SHORT TASK ▸ Report how many lines in the entries below contain the string "hand", counting uppercase and lowercase as different. Give only the number.

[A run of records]
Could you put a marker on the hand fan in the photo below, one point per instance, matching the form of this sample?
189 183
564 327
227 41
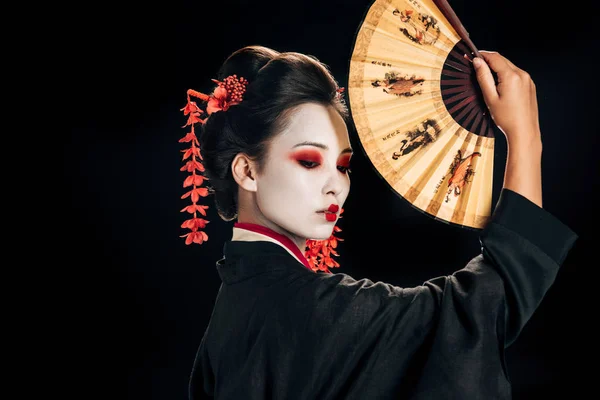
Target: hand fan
419 112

RESULT OF THIS TASK ▸ 2